━━━ Metin ━━━

Güncelleme Tarihi:
Rapordaki çarpıcı olan bulgulardan bir diğeri ise fiziksel aktivite gerektiren işlerde çalışanların Türkiye’nin fiziksel aktivite oranını yukarı taşıdığı gerçeği. Ancak bu durum da fiziksel aktiviteden tam olarak ne beklememiz gerektiğini istendik düzeyde elbette karşılamıyor. Peki fiziksel aktivite oranı çocuklarda hangi seviyede diye baktığımızda yine benzer bir durum karşımıza çıkıyor. Türkiye’de ilköğretim öğrencilerinin günlük aktivite düzeyleri önerilen rakamların oldukça altında kalıyor.

━━━

**Yapılacak İşler**
a) Metindeki "Rapordaki" diye başlayan paragrafın cümlelerini sırasıyla yaz.
b) Aşağıdaki kayıtların başından "205L78 201H53L56 213L68" geçen satıra kadar, bu satır da dahil olmak üzere, tüm satırları her biri bir dize olacak şekilde JSON listesine dönüştür. Resimleri cevaba koyma.
Kayıtların bu metinle hiçbir ilgisi yok.

━━━ Kayıtlardan Bölümler ━━━

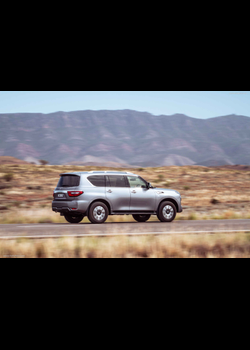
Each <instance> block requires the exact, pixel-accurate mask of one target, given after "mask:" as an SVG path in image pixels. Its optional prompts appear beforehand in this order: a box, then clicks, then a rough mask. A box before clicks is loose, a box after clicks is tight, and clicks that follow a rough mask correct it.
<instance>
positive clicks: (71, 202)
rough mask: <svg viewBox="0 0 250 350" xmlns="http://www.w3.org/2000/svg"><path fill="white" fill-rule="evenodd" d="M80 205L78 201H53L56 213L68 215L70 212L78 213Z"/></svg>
mask: <svg viewBox="0 0 250 350" xmlns="http://www.w3.org/2000/svg"><path fill="white" fill-rule="evenodd" d="M77 209H78V203H77V201H70V202H66V201H53V202H52V210H53V211H55V212H56V213H57V212H59V213H68V212H69V211H77Z"/></svg>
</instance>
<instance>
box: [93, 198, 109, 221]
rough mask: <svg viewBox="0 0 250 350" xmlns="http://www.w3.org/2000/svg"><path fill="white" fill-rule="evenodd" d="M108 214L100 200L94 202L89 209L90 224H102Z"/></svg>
mask: <svg viewBox="0 0 250 350" xmlns="http://www.w3.org/2000/svg"><path fill="white" fill-rule="evenodd" d="M108 215H109V211H108V208H107V206H106V205H105V204H104V203H102V202H95V203H93V204H92V205H91V207H90V209H89V214H88V218H89V221H90V222H92V224H103V223H104V222H105V221H106V220H107V218H108Z"/></svg>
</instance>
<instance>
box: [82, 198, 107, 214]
mask: <svg viewBox="0 0 250 350" xmlns="http://www.w3.org/2000/svg"><path fill="white" fill-rule="evenodd" d="M95 202H101V203H103V204H105V205H106V206H107V207H108V211H109V215H111V205H110V203H109V202H108V201H107V200H106V199H103V198H100V199H94V200H93V201H92V202H91V203H90V204H89V206H88V210H87V216H88V214H89V208H90V207H91V205H92V204H93V203H95Z"/></svg>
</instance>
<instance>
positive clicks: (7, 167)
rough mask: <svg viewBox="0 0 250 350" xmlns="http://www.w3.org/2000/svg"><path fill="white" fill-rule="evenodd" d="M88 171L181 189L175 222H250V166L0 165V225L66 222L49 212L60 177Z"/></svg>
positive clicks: (160, 185) (168, 187) (117, 216)
mask: <svg viewBox="0 0 250 350" xmlns="http://www.w3.org/2000/svg"><path fill="white" fill-rule="evenodd" d="M91 170H115V171H131V172H133V173H137V174H139V175H140V176H141V177H143V178H144V179H145V180H147V181H148V182H151V183H152V185H153V186H156V187H162V188H171V189H175V190H177V191H179V192H180V193H181V195H182V205H183V208H184V211H183V213H181V214H178V215H177V220H183V219H189V220H196V219H204V220H206V219H234V218H236V219H237V218H242V219H246V218H250V208H249V203H250V167H249V166H226V167H210V168H208V167H202V166H182V167H177V166H170V167H160V168H137V169H134V168H133V169H127V168H126V169H122V168H119V169H117V168H115V169H111V168H101V169H100V168H98V167H94V166H88V167H84V166H53V165H45V166H44V165H34V164H0V223H2V224H4V223H33V222H40V223H42V222H64V221H65V220H64V218H62V217H60V216H59V214H56V213H54V212H52V210H51V201H52V198H53V197H52V196H53V191H54V188H55V187H56V185H57V182H58V180H59V175H60V174H61V173H64V172H71V171H91ZM154 219H155V218H154ZM84 220H87V219H86V218H85V219H84ZM108 220H109V221H129V220H131V218H130V217H129V216H112V217H109V219H108Z"/></svg>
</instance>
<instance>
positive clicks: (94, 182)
mask: <svg viewBox="0 0 250 350" xmlns="http://www.w3.org/2000/svg"><path fill="white" fill-rule="evenodd" d="M88 180H89V182H90V183H92V185H94V186H96V187H105V177H104V176H100V175H99V176H98V175H96V176H89V177H88Z"/></svg>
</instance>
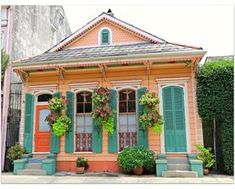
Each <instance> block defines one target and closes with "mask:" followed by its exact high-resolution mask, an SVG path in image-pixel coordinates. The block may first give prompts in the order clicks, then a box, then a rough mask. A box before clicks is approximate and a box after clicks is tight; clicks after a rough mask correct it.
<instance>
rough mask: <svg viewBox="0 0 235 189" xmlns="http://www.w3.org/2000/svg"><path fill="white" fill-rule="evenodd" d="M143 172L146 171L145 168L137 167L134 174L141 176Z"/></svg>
mask: <svg viewBox="0 0 235 189" xmlns="http://www.w3.org/2000/svg"><path fill="white" fill-rule="evenodd" d="M143 171H144V169H143V167H137V168H135V169H134V170H133V173H134V174H135V175H141V174H142V173H143Z"/></svg>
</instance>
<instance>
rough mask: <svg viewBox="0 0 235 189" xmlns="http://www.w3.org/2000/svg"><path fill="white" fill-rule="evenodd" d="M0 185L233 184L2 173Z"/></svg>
mask: <svg viewBox="0 0 235 189" xmlns="http://www.w3.org/2000/svg"><path fill="white" fill-rule="evenodd" d="M1 183H3V184H4V183H5V184H14V183H21V184H25V183H42V184H53V183H69V184H124V183H133V184H158V183H161V184H162V183H167V184H169V183H220V184H222V183H223V184H225V183H234V177H233V176H227V175H209V176H205V177H203V178H162V177H155V176H153V175H144V176H129V175H128V176H127V175H124V176H122V175H121V176H108V177H107V176H106V177H104V176H84V175H75V174H74V175H73V176H71V175H70V176H20V175H17V176H16V175H13V174H12V173H3V174H2V175H1Z"/></svg>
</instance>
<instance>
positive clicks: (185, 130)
mask: <svg viewBox="0 0 235 189" xmlns="http://www.w3.org/2000/svg"><path fill="white" fill-rule="evenodd" d="M156 81H157V91H158V98H159V107H160V114H161V115H163V97H162V89H164V88H165V87H170V86H177V87H181V88H182V89H183V92H184V110H185V111H184V112H185V132H186V135H185V136H186V149H187V150H186V151H185V152H166V151H165V134H164V127H163V129H162V133H161V136H160V138H161V139H160V140H161V153H191V137H190V124H189V111H188V81H189V77H182V78H164V79H157V80H156Z"/></svg>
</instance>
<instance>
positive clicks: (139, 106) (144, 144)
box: [137, 87, 148, 148]
mask: <svg viewBox="0 0 235 189" xmlns="http://www.w3.org/2000/svg"><path fill="white" fill-rule="evenodd" d="M146 90H147V89H146V87H143V88H139V89H137V105H138V109H137V110H138V146H144V147H146V148H148V130H147V129H143V128H142V126H141V122H140V116H141V115H142V114H143V111H144V107H143V105H141V104H140V98H141V96H142V95H143V94H144V93H145V92H146Z"/></svg>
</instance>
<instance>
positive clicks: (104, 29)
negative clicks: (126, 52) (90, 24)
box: [101, 29, 109, 44]
mask: <svg viewBox="0 0 235 189" xmlns="http://www.w3.org/2000/svg"><path fill="white" fill-rule="evenodd" d="M101 37H102V44H108V43H109V31H108V30H107V29H104V30H102V32H101Z"/></svg>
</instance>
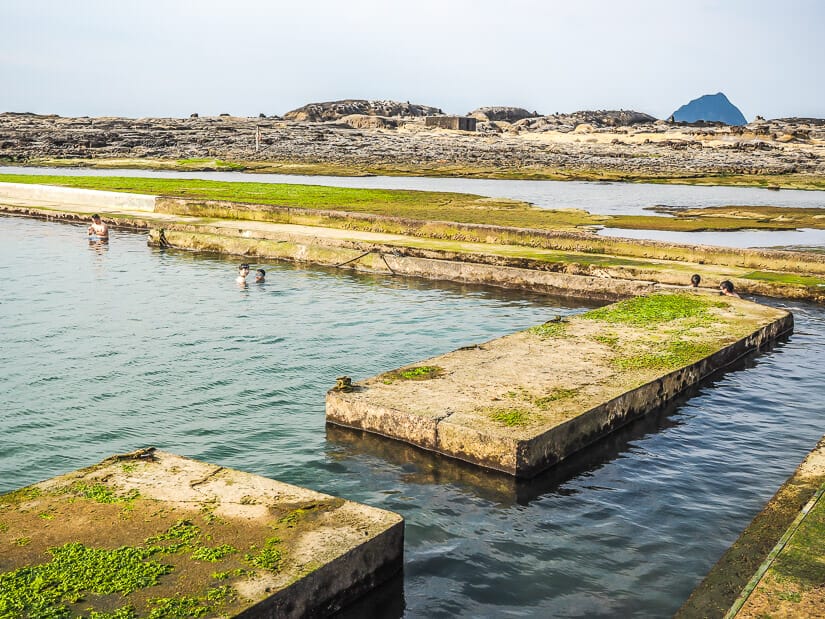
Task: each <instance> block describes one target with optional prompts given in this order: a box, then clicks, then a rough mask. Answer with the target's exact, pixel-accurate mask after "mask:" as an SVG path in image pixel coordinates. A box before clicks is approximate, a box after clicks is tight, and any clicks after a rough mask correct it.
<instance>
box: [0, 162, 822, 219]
mask: <svg viewBox="0 0 825 619" xmlns="http://www.w3.org/2000/svg"><path fill="white" fill-rule="evenodd" d="M0 174H56V175H64V176H135V177H155V178H202V179H206V180H213V181H235V182H246V183H254V182H258V183H292V184H296V183H297V184H304V185H326V186H330V187H359V188H367V189H417V190H422V191H455V192H459V193H473V194H478V195H482V196H489V197H492V198H509V199H513V200H524V201H525V202H531V203H533V204H535V205H536V206H539V207H541V208H553V209H555V208H577V209H582V210H585V211H589V212H591V213H594V214H600V215H661V216H662V217H668V216H669V215H664V214H662V213H656V212H655V211H651V210H648V209H650V208H651V207H654V206H680V207H685V208H701V207H707V206H729V205H732V204H735V205H748V206H788V207H798V208H825V192H823V191H805V190H800V189H783V190H781V191H772V190H770V189H765V188H762V187H714V186H703V185H665V184H659V183H604V182H593V181H527V180H502V179H485V178H433V177H427V176H305V175H297V174H252V173H245V172H177V171H170V170H105V169H103V170H96V169H86V168H36V167H17V166H0Z"/></svg>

━━━

**Görev Sonuçları**
a)
1. Rapordaki çarpıcı olan bulgulardan bir diğeri ise fiziksel aktivite gerektiren işlerde çalışanların Türkiye'nin fiziksel aktivite oranını yukarı taşıdığı gerçeği.
2. Ancak bu durum da fiziksel aktiviteden tam olarak ne beklememiz gerektiğini istendik düzeyde elbette karşılamıyor.
3. Peki fiziksel aktivite oranı çocuklarda hangi seviyede diye baktığımızda yine benzer bir durum karşımıza çıkıyor.
4. Türkiye'de ilköğretim öğrencilerinin günlük aktivite düzeyleri önerilen rakamların oldukça altında kalıyor.

b)
[
  "Each <instance> block requires the exact, pixel-accurate mask of one target, given after \"mask:\" as an SVG path in image pixels. Its optional prompts appear beforehand in this order: a box, then clicks, then a rough mask. A box before clicks is loose, a box after clicks is tight, and clicks that follow a rough mask correct it.",
  "<instance>",
  "positive clicks: (71, 202)",
  "rough mask: <svg viewBox=\"0 0 250 350\" xmlns=\"http://www.w3.org/2000/svg\"><path fill=\"white\" fill-rule=\"evenodd\" d=\"M80 205L78 201H53L56 213L68 215L70 212L78 213Z\"/></svg>"
]